▶ Document section:
---

Self-Driving Uber Vehicle Kills Pedestrian In Arizona

It's believed to be the first pedestrian to be hit and killed by an autonomous car

Stewart Perrie

Stewart Perrie

A woman has died after a self-driving Uber vehicle ran into her in the US, in what's believed to be the first pedestrian to be killed by an autonomous car.

Tempe Police said while there was a safety driver behind the wheel, it was in full autonomous mode; and the woman was walking outside of the crosswalk when she was hit.

An Uber spokesperson has released a statement to ABC15, saying: "Our hearts go out to the victim's family. We are fully cooperating with local authorities in their investigation of this incident."

The company has been testing the technology in Pittsburgh, San Francisco, Tempe and Toronto, however, in light of what's happened, they've suspended tests until further notice.

The technology has been heralded for being a safer alternative, but it took a hit to its credibility in 2016 when a Tesla driver was killed after the vehicle he was in crashed into a tractor-trailer.


An investigation, however, found that motorist Joshua Brown ignored six audio warnings and seven warnings on his dashboard for him to keep his hands on the wheel. He didn't have his hands on the wheel for 90 percent of the drive.

While it might sound counterintuitive to have a self-driving car that requires you to hold the wheel, the technology being tested then was only for semi-autonomy.

A 500-page report on the accident found that he made no effort to brake, steer or try to avoid hitting the other vehicle.

When the accident happened, Tesla owner Elon Musk wrote: "The customer who died in this crash had a loving family and we are beyond saddened by their loss.


"He was a friend to Tesla and the broader EV community, a person who spent his life focused on innovation and the promise of technology and who believed strongly in Tesla's mission. We would like to extend our deepest sympathies to his family and friends."

Despite the car's technology essentially being vindicated, the investigation concluded well after people had made up their minds that self-driving cars could cause more damage than a human.

Interestingly, us mortals don't seem to fare well when a car like this goes from autopilot to relinquishing control, according to Stanford University. Researchers were looking at how smoothly humans could adjust to that change and we weren't great.

Lene Harbott, co-author of the research said: "Even knowing about the change, being able to make a plan and do some explicit motor planning for how to compensate, you still saw a very different steering behaviour and compromised performance."

---

▶ Stored data:
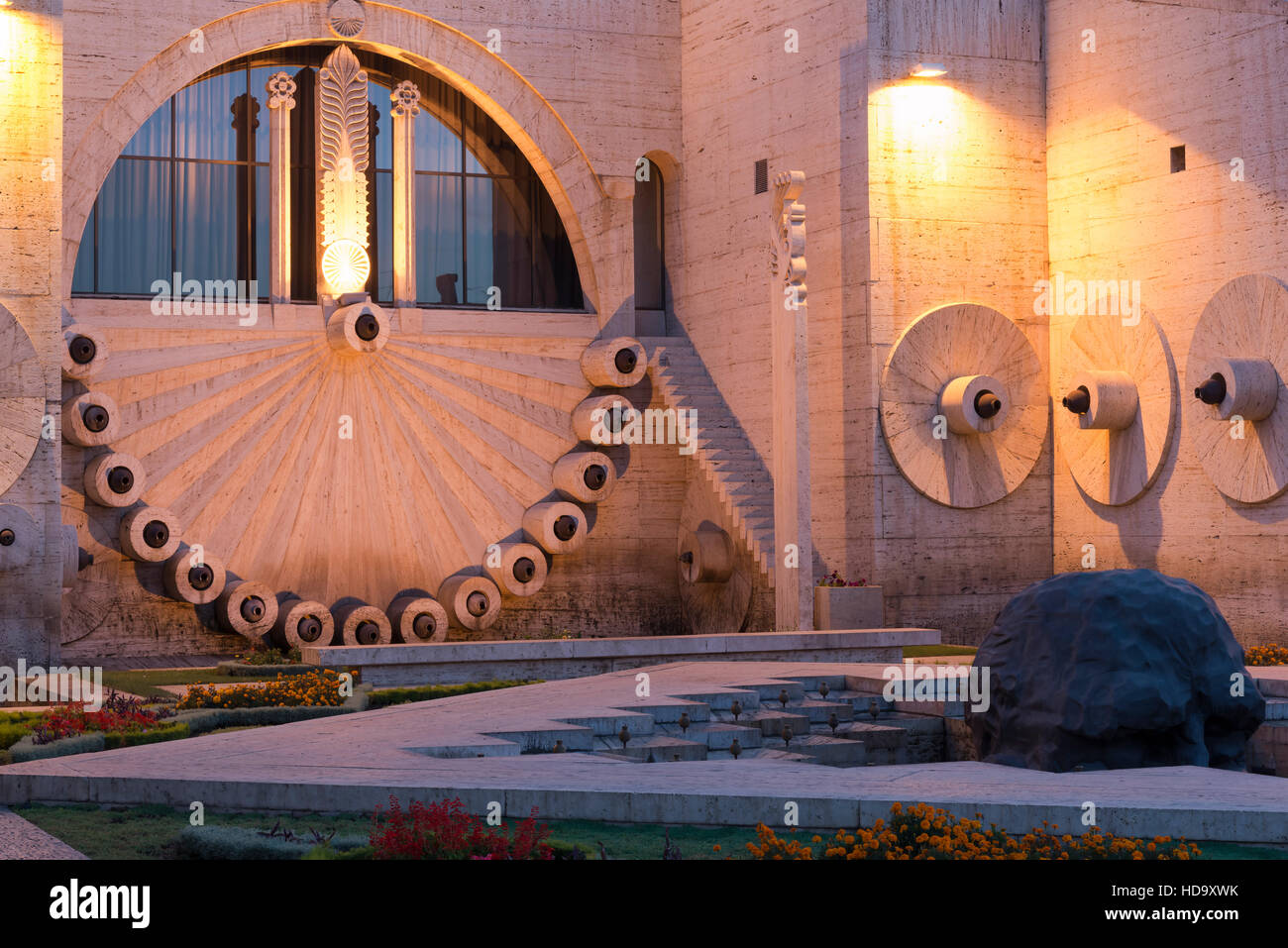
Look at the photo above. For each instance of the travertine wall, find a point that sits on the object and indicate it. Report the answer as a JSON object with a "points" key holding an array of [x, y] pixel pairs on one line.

---

▶ Exercise A:
In the Uber crash article, rewrite the passage from "Tempe Police said" to "she was hit.", renaming "safety driver" as "backup driver".
▶ Exercise B:
According to the Uber crash article, in which cities had Uber been testing the technology?

▶ Correct answer A:
Tempe Police said while there was a backup driver behind the wheel, it was in full autonomous mode; and the woman was walking outside of the crosswalk when she was hit.

▶ Correct answer B:
Pittsburgh, San Francisco, Tempe and Toronto.